_TASK MATERIAL_.
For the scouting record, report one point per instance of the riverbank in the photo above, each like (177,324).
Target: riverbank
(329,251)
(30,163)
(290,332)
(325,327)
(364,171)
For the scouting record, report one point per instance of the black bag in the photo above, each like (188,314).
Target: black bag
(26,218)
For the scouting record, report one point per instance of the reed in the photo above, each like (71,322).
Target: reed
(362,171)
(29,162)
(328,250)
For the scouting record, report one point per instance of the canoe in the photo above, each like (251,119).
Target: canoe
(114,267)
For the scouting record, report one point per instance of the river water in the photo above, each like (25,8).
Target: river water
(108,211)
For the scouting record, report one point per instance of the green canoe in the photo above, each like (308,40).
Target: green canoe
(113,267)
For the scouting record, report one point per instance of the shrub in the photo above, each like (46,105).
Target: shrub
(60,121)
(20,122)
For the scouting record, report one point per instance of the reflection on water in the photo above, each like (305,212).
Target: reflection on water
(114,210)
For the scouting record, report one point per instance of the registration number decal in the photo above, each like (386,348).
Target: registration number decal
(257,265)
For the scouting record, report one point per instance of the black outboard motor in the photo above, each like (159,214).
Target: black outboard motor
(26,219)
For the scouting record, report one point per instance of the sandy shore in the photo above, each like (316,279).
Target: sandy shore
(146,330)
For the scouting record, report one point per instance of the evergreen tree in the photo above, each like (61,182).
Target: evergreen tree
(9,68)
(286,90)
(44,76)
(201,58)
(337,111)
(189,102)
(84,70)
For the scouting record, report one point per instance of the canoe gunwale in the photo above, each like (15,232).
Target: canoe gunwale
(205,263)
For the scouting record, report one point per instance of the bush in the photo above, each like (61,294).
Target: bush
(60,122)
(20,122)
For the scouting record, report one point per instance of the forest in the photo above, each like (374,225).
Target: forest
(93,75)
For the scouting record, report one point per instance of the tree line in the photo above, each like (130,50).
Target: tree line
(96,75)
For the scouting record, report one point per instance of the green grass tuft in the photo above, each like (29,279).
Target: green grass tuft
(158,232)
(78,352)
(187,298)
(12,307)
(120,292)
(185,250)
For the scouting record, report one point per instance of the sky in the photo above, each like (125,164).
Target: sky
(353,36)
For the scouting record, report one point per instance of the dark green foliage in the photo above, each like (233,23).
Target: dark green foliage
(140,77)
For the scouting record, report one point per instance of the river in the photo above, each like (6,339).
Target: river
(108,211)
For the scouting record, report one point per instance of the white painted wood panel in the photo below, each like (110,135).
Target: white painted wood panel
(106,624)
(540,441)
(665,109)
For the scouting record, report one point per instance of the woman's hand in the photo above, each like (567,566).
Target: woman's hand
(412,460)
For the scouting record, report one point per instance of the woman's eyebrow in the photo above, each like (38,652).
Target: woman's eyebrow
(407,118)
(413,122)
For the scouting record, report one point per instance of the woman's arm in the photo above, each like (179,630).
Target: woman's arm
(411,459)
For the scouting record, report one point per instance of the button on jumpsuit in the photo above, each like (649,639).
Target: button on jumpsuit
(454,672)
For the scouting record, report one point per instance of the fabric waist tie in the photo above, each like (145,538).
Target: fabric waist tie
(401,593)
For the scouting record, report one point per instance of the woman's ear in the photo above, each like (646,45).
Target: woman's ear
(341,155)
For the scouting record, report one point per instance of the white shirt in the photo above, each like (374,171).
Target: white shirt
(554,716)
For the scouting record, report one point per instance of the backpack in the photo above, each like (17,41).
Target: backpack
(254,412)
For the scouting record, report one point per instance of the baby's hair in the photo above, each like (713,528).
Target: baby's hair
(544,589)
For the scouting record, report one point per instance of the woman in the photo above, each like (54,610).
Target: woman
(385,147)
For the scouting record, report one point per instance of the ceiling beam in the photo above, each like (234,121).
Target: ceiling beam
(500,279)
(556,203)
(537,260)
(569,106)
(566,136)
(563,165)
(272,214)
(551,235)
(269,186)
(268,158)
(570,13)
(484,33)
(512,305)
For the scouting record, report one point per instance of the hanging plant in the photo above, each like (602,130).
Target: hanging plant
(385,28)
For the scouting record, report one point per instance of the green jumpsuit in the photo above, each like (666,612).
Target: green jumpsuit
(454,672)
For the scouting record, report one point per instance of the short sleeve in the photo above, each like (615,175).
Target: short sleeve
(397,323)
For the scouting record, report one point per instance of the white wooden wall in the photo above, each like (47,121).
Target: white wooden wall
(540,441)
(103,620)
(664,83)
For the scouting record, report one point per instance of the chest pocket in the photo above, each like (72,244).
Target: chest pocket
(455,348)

_TO DO_. Copy each line of the data exactly, leaving nothing out.

_SOLUTION_.
For the scouting record, report one point per instance of the riverbank in the photo above, each like (177,324).
Target: riverbank
(329,251)
(30,163)
(290,332)
(325,327)
(364,171)
For the scouting record, report one point per instance of the black bag in the photo above, each like (188,314).
Target: black bag
(26,218)
For the scouting record, report one point per instance of the reed in the photo above, each like (71,322).
Target: reed
(362,171)
(29,162)
(328,250)
For the scouting record, report one point per instance of the canoe in the photo above, each like (251,119).
Target: canoe
(114,267)
For the scouting record, report one point per instance of the river water in the photo above, each like (25,8).
Target: river water
(108,211)
For the scouting record, report one point per instance of the green canoe in the photo above, each like (308,40).
Target: green canoe
(113,267)
For the scouting record, report one point per instance of the shrub in the photo above, each like (46,105).
Target: shrub
(60,121)
(20,122)
For the scouting record, report one point per instance of the reflection on water in the photo above, each like (305,212).
Target: reflection on water
(114,210)
For the scouting record, report one point per instance of the registration number decal in the photo above, each like (386,348).
Target: registration number decal
(257,265)
For the scouting record, report one point per instance of the black outboard motor in the photo above, each like (159,214).
Target: black outboard motor
(26,219)
For the scouting record, report one point per instance of the sandy shore in the photo above, each like (316,279).
Target: sandy shore
(146,330)
For the scouting record, report one point per instance of the evergreen tree in the photo above, each like (61,182).
Target: evergreen tree
(9,68)
(286,90)
(44,76)
(201,58)
(337,111)
(189,102)
(84,70)
For the scouting record, report one point per instance of the canoe gunwale in the photo above, each like (15,232).
Target: canoe gunwale
(205,263)
For the scouting record, report one point per instance of the bush in the photo above, each like (61,294).
Target: bush
(60,122)
(20,122)
For the scouting record, report one point per instance of the forest in the photo above, each like (374,225).
Target: forest
(93,75)
For the scouting record, report one point per instance of the tree line in the photo above, each like (130,50).
Target: tree line
(96,75)
For the scouting record, report one point per instance of the green grass tuft in the photo above, each like (29,279).
Target: green grass tuft
(158,232)
(78,352)
(187,298)
(12,307)
(120,292)
(185,250)
For the scouting record, report one point per instance of the sky in the photo above, each like (125,164).
Target: sky
(353,36)
For the scouting record, report one point per instance of the dark green foliage in the photo above, each like (233,23).
Target: dark green foliage
(140,77)
For the scouting record, report one point per instance of the river in the photo above, each like (6,339).
Target: river
(108,211)
For the scouting record, report one point per instance of the white painted wood panel in the photo below, each like (110,135).
Target: white painted wood panel
(106,624)
(540,441)
(665,109)
For the scouting record, report one point per instance of the woman's hand in the photo above, each like (567,566).
Target: woman's hand
(412,460)
For the scouting record, report one point per instance of the woman's eyebrow in the photo above, each like (38,652).
Target: woman's eyebrow
(407,118)
(413,122)
For the scouting record, report one point per instance of the woman's arm in the photo above, each like (179,630).
Target: woman's arm
(411,459)
For the scouting record, report one point per instance of the button on jumpsuit in the photo above, each like (649,639).
Target: button on jumpsuit
(454,672)
For the scouting record, report one point per instance of the fabric waist tie in the photo above, each like (145,538).
Target: fabric waist tie
(401,593)
For the scouting record, report one point per instance of the woman's ear in the photo above, each like (646,45).
Target: woman's ear
(341,155)
For the scouting record, report one point per instance of the white shirt in the photo above, each like (374,171).
Target: white shirt
(554,716)
For the scouting record, report one point per instance of the backpack in the photo above, each like (17,41).
Target: backpack
(254,412)
For the scouting record, report one point per instance of the baby's hair in the photo above, each like (713,528).
Target: baby's hair
(544,589)
For the scouting record, report one point per instance of the woman in the photo above, each like (54,610).
Target: woman
(385,147)
For the scouting record, report one point per instance of the ceiling beam in the photo above, each like (234,121).
Target: ceiling beam
(500,279)
(556,203)
(537,260)
(569,106)
(566,136)
(563,165)
(272,214)
(551,235)
(269,186)
(268,158)
(570,13)
(484,33)
(512,305)
For the scouting record, report one point per instance of the hanging plant in the photo above, each like (602,130).
Target: hanging plant
(385,28)
For the scouting record, report one point per instance of the green jumpsuit in the photo above, each like (666,612).
Target: green jumpsuit
(454,672)
For the scouting record, report one point per instance of the short sleeve in the photo above, each like (615,175).
Target: short sleeve
(397,323)
For the scouting record, report one point per instance of the white wooden wall in the photo above, each like (47,121).
Target: white wooden wall
(540,441)
(103,620)
(664,83)
For the scouting record, report one point per instance of the chest pocket in the photo above, each like (72,244).
Target: chest pocket
(455,348)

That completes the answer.